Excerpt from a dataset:
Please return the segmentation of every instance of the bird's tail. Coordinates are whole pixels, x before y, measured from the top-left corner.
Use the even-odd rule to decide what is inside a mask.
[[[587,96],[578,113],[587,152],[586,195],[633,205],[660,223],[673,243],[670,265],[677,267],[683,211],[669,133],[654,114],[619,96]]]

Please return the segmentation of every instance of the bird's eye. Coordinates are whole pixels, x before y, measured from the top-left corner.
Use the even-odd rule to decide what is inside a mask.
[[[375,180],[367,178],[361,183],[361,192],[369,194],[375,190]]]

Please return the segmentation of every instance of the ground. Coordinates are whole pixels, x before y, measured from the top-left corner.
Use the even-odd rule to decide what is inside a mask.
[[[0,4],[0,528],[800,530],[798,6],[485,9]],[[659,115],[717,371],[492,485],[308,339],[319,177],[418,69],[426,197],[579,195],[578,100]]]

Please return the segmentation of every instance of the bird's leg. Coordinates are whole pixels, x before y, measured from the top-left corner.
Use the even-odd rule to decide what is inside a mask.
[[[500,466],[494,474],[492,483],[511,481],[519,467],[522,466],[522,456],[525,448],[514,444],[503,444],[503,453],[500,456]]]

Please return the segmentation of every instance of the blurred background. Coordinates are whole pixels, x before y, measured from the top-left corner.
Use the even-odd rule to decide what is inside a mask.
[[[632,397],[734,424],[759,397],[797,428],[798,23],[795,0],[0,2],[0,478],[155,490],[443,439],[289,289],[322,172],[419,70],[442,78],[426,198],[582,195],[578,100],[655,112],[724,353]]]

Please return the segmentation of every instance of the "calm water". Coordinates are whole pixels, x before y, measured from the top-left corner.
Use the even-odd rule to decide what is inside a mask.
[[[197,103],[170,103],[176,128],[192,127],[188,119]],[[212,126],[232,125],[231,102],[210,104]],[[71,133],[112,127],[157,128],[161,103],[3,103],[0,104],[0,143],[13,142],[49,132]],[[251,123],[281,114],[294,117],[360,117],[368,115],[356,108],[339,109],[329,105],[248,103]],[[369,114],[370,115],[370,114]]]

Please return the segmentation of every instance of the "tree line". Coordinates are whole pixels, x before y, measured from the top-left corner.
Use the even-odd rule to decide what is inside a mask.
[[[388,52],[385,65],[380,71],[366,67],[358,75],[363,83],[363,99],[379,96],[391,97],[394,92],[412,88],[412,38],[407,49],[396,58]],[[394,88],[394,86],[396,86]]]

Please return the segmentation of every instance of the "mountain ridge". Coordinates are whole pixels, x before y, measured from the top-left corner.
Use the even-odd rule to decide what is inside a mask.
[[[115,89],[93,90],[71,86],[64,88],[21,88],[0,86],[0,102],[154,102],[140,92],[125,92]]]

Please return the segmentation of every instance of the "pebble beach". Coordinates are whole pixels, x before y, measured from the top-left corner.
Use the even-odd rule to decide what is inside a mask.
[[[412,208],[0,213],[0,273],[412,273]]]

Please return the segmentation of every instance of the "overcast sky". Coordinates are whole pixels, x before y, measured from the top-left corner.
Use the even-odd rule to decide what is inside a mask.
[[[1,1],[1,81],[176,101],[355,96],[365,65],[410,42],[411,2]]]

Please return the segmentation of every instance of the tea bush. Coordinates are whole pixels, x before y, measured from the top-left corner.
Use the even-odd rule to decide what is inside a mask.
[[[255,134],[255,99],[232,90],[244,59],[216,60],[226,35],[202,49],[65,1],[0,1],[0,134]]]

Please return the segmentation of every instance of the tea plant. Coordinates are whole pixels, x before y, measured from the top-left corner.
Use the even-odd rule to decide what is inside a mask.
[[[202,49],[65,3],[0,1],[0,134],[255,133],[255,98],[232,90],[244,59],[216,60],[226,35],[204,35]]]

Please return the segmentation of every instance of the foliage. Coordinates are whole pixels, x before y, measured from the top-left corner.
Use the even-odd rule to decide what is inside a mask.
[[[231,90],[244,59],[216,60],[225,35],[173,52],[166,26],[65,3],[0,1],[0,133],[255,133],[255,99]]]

= What the task asks =
Please quote the rows word for word, beginning at the line that contains "Please return the segmentation of every instance of the foliage." and continuing through the last line of the rows.

= In response =
Please return the segmentation of every instance of the foliage. Coordinates are whole pixels, x before y, measured from the top-left corner.
Use the even-odd rule to decide what is inside a mask.
[[[231,90],[244,59],[216,60],[225,35],[173,52],[166,26],[65,3],[0,1],[0,133],[255,133],[255,99]]]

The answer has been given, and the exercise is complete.